Stored items:
********

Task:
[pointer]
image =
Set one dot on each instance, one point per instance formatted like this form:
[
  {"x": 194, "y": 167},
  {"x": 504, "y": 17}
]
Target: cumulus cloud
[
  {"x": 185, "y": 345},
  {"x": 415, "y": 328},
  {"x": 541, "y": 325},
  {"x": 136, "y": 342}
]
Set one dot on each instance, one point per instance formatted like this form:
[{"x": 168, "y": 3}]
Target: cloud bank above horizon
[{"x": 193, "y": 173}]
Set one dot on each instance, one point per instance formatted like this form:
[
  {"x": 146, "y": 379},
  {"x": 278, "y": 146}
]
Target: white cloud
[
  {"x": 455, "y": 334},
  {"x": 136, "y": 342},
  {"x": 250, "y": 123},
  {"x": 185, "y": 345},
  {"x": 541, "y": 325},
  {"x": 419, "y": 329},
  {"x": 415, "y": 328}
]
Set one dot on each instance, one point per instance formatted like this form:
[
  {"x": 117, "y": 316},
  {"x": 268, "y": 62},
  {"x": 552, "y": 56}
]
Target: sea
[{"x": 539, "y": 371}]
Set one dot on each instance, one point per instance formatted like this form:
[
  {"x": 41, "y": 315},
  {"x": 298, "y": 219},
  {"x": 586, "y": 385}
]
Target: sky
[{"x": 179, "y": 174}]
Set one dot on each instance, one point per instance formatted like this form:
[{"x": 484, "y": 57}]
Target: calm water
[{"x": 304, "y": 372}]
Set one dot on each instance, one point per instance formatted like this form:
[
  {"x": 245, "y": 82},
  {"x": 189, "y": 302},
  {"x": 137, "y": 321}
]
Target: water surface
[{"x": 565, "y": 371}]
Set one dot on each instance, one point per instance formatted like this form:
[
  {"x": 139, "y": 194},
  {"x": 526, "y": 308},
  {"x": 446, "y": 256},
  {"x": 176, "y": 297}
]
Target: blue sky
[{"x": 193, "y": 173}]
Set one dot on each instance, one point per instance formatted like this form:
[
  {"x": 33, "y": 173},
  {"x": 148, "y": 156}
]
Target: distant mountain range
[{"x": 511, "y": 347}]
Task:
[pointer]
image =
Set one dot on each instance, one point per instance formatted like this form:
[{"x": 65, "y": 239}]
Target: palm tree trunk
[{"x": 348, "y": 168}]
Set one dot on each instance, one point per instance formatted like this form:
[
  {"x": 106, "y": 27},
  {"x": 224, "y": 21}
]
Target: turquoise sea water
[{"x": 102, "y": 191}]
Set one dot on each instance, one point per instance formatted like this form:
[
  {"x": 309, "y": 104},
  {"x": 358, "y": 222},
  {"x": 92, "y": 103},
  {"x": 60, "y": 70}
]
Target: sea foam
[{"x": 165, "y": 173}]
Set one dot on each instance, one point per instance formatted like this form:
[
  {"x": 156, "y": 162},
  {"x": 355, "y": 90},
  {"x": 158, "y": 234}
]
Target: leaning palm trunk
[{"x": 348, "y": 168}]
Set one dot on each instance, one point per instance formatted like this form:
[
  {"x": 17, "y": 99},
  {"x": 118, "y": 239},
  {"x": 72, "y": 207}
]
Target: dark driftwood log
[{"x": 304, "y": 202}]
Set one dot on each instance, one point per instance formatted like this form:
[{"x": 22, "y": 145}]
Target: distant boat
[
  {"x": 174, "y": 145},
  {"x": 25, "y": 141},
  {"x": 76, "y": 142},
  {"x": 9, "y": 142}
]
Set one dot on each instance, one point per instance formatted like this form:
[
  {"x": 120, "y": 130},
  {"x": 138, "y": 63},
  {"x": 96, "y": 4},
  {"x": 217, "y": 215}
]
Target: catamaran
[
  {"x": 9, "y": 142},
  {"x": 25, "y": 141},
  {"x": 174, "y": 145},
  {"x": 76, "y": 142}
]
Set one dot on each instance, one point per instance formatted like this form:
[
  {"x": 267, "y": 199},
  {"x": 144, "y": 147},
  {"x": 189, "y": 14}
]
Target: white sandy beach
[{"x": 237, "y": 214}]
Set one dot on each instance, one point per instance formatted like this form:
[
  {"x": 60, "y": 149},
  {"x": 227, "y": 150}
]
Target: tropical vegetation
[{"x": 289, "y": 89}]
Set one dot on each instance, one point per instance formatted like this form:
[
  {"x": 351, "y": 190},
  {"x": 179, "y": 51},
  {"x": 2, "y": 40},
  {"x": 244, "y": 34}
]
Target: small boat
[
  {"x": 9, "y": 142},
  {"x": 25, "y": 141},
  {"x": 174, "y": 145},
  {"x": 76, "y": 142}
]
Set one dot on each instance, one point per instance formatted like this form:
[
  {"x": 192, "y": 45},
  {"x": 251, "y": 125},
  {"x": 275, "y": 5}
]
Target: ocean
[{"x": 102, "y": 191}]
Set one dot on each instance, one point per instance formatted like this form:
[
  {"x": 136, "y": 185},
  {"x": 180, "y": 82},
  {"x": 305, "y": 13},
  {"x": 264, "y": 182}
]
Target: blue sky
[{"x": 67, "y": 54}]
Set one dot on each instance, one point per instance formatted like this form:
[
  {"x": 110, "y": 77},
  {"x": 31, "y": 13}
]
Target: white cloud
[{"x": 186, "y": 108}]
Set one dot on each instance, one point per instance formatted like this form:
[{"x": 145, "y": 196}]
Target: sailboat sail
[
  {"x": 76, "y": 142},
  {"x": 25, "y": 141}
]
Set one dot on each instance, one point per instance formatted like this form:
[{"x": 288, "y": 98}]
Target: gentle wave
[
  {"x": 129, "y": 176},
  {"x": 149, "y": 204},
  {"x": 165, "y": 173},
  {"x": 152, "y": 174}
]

********

Given exercise:
Using the data above, output each line exactly.

Problem solution:
Task:
[pointer]
image =
Set one dot on each instance, one point per instance formatted like this form:
[
  {"x": 194, "y": 167},
  {"x": 504, "y": 17}
]
Target: cumulus cloud
[
  {"x": 185, "y": 345},
  {"x": 415, "y": 328},
  {"x": 541, "y": 325},
  {"x": 136, "y": 342}
]
Set one dot on each instance, one point per instance formatted like this form:
[{"x": 168, "y": 3}]
Target: cloud bank above horizon
[{"x": 193, "y": 173}]
Set one dot on each instance, one point per instance formatted like this form:
[
  {"x": 146, "y": 379},
  {"x": 278, "y": 146}
]
Target: white cloud
[
  {"x": 455, "y": 334},
  {"x": 136, "y": 342},
  {"x": 250, "y": 123},
  {"x": 185, "y": 345},
  {"x": 541, "y": 325},
  {"x": 419, "y": 329},
  {"x": 415, "y": 328}
]
Set one dot on each instance, one point per instance formatted like this form:
[
  {"x": 117, "y": 316},
  {"x": 268, "y": 62},
  {"x": 552, "y": 56}
]
Target: sea
[{"x": 539, "y": 371}]
Set one dot on each instance, one point per instance formatted like this form:
[
  {"x": 41, "y": 315},
  {"x": 298, "y": 219},
  {"x": 586, "y": 385}
]
Target: sky
[{"x": 179, "y": 174}]
Set one dot on each instance, one point per instance formatted like this form:
[{"x": 484, "y": 57}]
Target: calm water
[{"x": 304, "y": 372}]
Set one dot on each instance, one point per instance formatted like this form:
[
  {"x": 245, "y": 82},
  {"x": 189, "y": 302},
  {"x": 137, "y": 321}
]
Target: water surface
[{"x": 565, "y": 371}]
Set one dot on each instance, one point per instance formatted like this form:
[
  {"x": 139, "y": 194},
  {"x": 526, "y": 308},
  {"x": 446, "y": 256},
  {"x": 176, "y": 297}
]
Target: blue sky
[{"x": 193, "y": 173}]
Set one dot on each instance, one point per instance formatted like this form:
[
  {"x": 33, "y": 173},
  {"x": 148, "y": 156}
]
Target: distant mountain range
[{"x": 511, "y": 347}]
Task:
[pointer]
image =
Set one dot on each instance, one point per instance formatted like this form:
[{"x": 65, "y": 239}]
Target: palm tree trunk
[{"x": 348, "y": 168}]
Set one dot on each instance, one point per instance formatted like this form:
[
  {"x": 106, "y": 27},
  {"x": 224, "y": 21}
]
Target: turquoise sea water
[{"x": 102, "y": 191}]
Set one dot on each instance, one point per instance formatted like this form:
[
  {"x": 309, "y": 104},
  {"x": 358, "y": 222},
  {"x": 92, "y": 103},
  {"x": 60, "y": 70}
]
Target: sea foam
[{"x": 165, "y": 173}]
Set one dot on each instance, one point per instance formatted like this form:
[
  {"x": 156, "y": 162},
  {"x": 355, "y": 90},
  {"x": 158, "y": 234}
]
Target: leaning palm trunk
[{"x": 348, "y": 168}]
Set one dot on each instance, one point per instance formatted like this form:
[
  {"x": 17, "y": 99},
  {"x": 118, "y": 239},
  {"x": 72, "y": 207}
]
Target: dark driftwood log
[{"x": 304, "y": 202}]
Set one dot on each instance, one point per instance formatted like this form:
[{"x": 22, "y": 145}]
Target: distant boat
[
  {"x": 174, "y": 145},
  {"x": 25, "y": 141},
  {"x": 76, "y": 142},
  {"x": 9, "y": 142}
]
Set one dot on each instance, one point per instance formatted like this form:
[
  {"x": 120, "y": 130},
  {"x": 138, "y": 63},
  {"x": 96, "y": 4},
  {"x": 217, "y": 215}
]
Target: catamaran
[
  {"x": 9, "y": 142},
  {"x": 25, "y": 141},
  {"x": 174, "y": 145},
  {"x": 76, "y": 142}
]
Set one dot on each instance, one point per instance formatted like this form:
[
  {"x": 267, "y": 199},
  {"x": 144, "y": 147},
  {"x": 189, "y": 14}
]
Target: white sandy beach
[{"x": 237, "y": 214}]
Set one dot on each instance, one point per instance formatted like this form:
[
  {"x": 60, "y": 149},
  {"x": 227, "y": 150}
]
Target: tropical vegetation
[{"x": 289, "y": 89}]
Set one dot on each instance, one point per instance formatted like this form:
[
  {"x": 351, "y": 190},
  {"x": 179, "y": 51},
  {"x": 2, "y": 40},
  {"x": 244, "y": 34}
]
Target: small boat
[
  {"x": 9, "y": 142},
  {"x": 25, "y": 141},
  {"x": 174, "y": 145},
  {"x": 76, "y": 142}
]
Set one dot on each instance, one point per instance formatted like this form:
[
  {"x": 192, "y": 45},
  {"x": 251, "y": 125},
  {"x": 275, "y": 5}
]
Target: ocean
[{"x": 102, "y": 191}]
Set one dot on each instance, one point per instance formatted like this form:
[
  {"x": 136, "y": 185},
  {"x": 180, "y": 82},
  {"x": 305, "y": 13},
  {"x": 264, "y": 182}
]
Target: blue sky
[{"x": 67, "y": 54}]
Set one dot on each instance, one point per instance formatted like this form:
[
  {"x": 110, "y": 77},
  {"x": 31, "y": 13}
]
Target: white cloud
[{"x": 186, "y": 108}]
Set one dot on each instance, one point per instance formatted like this form:
[{"x": 145, "y": 196}]
Target: sailboat sail
[
  {"x": 76, "y": 142},
  {"x": 25, "y": 141}
]
Set one dot on each instance, one point per instance formatted like this form:
[{"x": 288, "y": 98}]
Target: gentle wave
[
  {"x": 129, "y": 176},
  {"x": 149, "y": 204},
  {"x": 165, "y": 173},
  {"x": 152, "y": 174}
]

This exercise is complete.